[Stored records]
• • • • •

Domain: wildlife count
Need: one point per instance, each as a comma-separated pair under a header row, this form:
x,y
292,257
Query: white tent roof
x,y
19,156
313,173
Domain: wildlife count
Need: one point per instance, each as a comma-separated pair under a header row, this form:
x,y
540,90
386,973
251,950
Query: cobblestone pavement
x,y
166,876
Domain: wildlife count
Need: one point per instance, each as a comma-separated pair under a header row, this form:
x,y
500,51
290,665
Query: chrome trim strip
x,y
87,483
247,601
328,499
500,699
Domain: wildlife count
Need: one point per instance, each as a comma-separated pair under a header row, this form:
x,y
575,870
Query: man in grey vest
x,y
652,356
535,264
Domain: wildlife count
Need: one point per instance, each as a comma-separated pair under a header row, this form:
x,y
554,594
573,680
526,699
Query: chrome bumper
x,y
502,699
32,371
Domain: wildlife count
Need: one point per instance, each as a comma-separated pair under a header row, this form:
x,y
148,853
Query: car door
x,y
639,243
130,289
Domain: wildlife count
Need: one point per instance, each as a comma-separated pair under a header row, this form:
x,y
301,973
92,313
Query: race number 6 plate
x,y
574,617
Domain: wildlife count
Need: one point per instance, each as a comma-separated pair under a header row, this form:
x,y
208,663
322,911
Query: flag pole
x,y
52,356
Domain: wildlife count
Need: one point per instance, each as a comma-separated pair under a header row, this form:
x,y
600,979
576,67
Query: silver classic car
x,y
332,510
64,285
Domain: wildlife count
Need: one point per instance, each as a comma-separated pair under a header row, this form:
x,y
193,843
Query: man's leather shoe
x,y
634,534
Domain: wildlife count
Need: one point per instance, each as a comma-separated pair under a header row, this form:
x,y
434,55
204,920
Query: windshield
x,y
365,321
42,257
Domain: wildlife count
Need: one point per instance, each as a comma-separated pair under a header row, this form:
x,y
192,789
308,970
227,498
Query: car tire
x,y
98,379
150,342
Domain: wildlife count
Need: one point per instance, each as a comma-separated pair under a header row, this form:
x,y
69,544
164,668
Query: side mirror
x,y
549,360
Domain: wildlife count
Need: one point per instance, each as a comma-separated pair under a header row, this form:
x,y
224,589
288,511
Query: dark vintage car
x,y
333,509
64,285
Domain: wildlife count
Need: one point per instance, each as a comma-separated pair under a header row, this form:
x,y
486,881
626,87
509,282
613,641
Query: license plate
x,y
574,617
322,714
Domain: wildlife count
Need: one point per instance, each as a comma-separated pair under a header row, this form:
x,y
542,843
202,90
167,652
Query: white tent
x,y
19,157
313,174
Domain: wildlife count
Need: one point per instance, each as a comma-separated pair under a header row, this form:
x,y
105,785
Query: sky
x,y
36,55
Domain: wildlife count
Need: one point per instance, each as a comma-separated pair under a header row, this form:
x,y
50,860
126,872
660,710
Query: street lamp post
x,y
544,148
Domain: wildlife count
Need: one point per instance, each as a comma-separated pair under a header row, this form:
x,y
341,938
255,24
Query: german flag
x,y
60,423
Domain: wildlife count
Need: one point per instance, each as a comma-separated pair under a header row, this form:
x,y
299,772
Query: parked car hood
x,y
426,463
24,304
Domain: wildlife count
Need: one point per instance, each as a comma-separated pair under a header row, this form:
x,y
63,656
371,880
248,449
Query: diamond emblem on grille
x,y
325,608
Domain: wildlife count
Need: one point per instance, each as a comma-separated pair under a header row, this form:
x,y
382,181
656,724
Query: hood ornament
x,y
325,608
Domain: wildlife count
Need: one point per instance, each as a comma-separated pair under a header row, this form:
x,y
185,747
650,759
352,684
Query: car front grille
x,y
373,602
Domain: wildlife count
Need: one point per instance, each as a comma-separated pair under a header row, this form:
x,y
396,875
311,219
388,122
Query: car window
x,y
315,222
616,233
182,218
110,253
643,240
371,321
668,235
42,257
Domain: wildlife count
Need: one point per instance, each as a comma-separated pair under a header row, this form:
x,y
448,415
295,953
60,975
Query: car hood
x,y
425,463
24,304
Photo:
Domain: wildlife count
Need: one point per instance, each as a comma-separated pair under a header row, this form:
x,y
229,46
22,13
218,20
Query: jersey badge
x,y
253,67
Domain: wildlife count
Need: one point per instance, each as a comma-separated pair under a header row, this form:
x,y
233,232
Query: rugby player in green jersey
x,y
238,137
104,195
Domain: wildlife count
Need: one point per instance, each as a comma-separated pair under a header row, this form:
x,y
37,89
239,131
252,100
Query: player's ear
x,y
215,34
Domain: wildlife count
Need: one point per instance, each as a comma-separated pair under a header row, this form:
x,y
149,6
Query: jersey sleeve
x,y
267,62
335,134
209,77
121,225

• • • • •

Quote the data above in full, changing nothing.

*PROBLEM SOLUTION:*
Domain: wildlife count
Need: one point per instance, each as a comma-separated pair under a header row, this form:
x,y
292,257
Query: white tent roof
x,y
19,156
313,173
Domain: wildlife count
Need: one point per instance, each as a comma-separated pair under a header row, this form:
x,y
540,90
386,973
251,950
Query: cobblestone pavement
x,y
166,876
Domain: wildlife count
Need: one point per instance, each as a comma-separated pair under a header row, this form:
x,y
500,51
290,665
Query: chrome trim strip
x,y
87,483
247,601
328,499
500,699
Domain: wildlife count
Need: one point per instance, each as a comma-separated pair under a header row, this form:
x,y
575,870
Query: man in grey vest
x,y
652,356
535,264
Domain: wildlife count
Need: one point per instance, each as a comma-separated pair under a header row, this form:
x,y
554,594
573,680
526,699
Query: chrome bumper
x,y
502,699
32,371
Domain: wildlife count
Need: one point per instance, each as a comma-separated pair under a header row, this form:
x,y
148,853
Query: car door
x,y
639,243
130,289
Domain: wildlife count
Need: one point per instance, each as a comma-separated pair under a header row, this form:
x,y
301,973
92,313
Query: race number 6 plate
x,y
574,617
Domain: wildlife count
Need: one point per instance, each as a comma-separated pair under a header row, this form:
x,y
208,663
322,911
Query: flag pole
x,y
52,356
Domain: wildlife count
Need: one point per instance, each as a comma-separated pair under a header row, this form:
x,y
600,979
576,67
Query: silver classic car
x,y
332,510
64,285
Domain: wildlife count
Need: one point per instance, each as a comma-separated pair under a header row, this form:
x,y
193,843
Query: man's leather shoe
x,y
634,534
Domain: wildlife count
Need: one point per instance, each as a comma-separated pair under a header row, this form:
x,y
434,55
204,920
Query: windshield
x,y
365,321
42,257
Domain: wildlife count
Need: one point per instance, each as a comma-separated pair under a header row, this form:
x,y
192,789
308,970
227,498
Query: car tire
x,y
98,379
150,342
Domain: wildlife count
Need: one point per instance, each as a comma-separated pair under a header row, this form:
x,y
69,544
164,668
Query: side mirror
x,y
549,360
Domain: wildlife count
Need: one point per instance, each as a comma-separated pair under a header row, this form:
x,y
224,589
288,511
Query: dark vintage car
x,y
333,509
64,285
Domain: wildlife count
Need: one point per instance, each as a comma-separated pair under a header row, this form:
x,y
486,881
626,87
509,282
613,641
Query: license plate
x,y
574,617
322,714
Domain: wildlife count
Need: one point per instance, each as a comma-separated pair under a header row, this form:
x,y
542,843
202,90
167,652
Query: white tent
x,y
19,157
313,174
Domain: wildlife count
Need: one point per instance, each as a comma-separated pair under a header row, this form:
x,y
105,785
Query: sky
x,y
36,55
Domain: wildlife count
Need: one point per instance, each as a comma-separated pair under a header row, this form:
x,y
50,860
126,872
660,710
Query: street lamp post
x,y
544,148
Domain: wildlife count
Need: one point per instance, each as a comma-separated pair under a header row, this form:
x,y
341,938
255,24
Query: german flag
x,y
60,423
Domain: wildlife count
Need: one point per instance, each as a comma-separated pair under a header row, this form:
x,y
299,772
Query: parked car hood
x,y
426,463
24,304
Domain: wildlife count
Need: one point per instance, each as a comma-separated pair under a header row, this form:
x,y
63,656
371,880
248,449
Query: diamond emblem on grille
x,y
325,608
Domain: wildlife count
Need: one point per instance, each as a comma-separated pair under a header row, this form:
x,y
382,181
656,724
Query: hood ornament
x,y
325,608
Domain: wildlife count
Need: one point per instance, each as a comma-separated pair under a header row, this form:
x,y
185,747
650,759
352,684
Query: car front grille
x,y
373,602
Domain: wildlife count
Need: one point per instance, each as a comma-separated pair under a header row, this form:
x,y
396,875
311,219
388,122
Query: car window
x,y
315,222
616,233
182,218
110,253
643,240
371,321
668,235
42,257
Domain: wildlife count
Need: one point per instance, each as a comma-separated pair under a header row, this form:
x,y
448,415
295,953
60,975
Query: car hood
x,y
425,463
24,304
Photo:
Domain: wildlife count
Need: one point per instance, each as a comma-separated pair under a header row, this form:
x,y
229,46
22,13
218,20
Query: jersey badge
x,y
253,67
Domain: wildlife count
Need: one point per instance, each as a comma-separated pair under a header row, this form:
x,y
233,232
Query: rugby player in green jersey
x,y
238,137
104,195
Domain: wildlife count
Need: one point per instance, each as a comma-separated pair under a header row, this form:
x,y
37,89
239,131
252,100
Query: player's ear
x,y
215,34
Domain: wildlife count
Need: one point per instance, each as a comma-separated pair under a header row, this form:
x,y
149,6
Query: jersey sleeve
x,y
267,62
335,134
209,77
121,225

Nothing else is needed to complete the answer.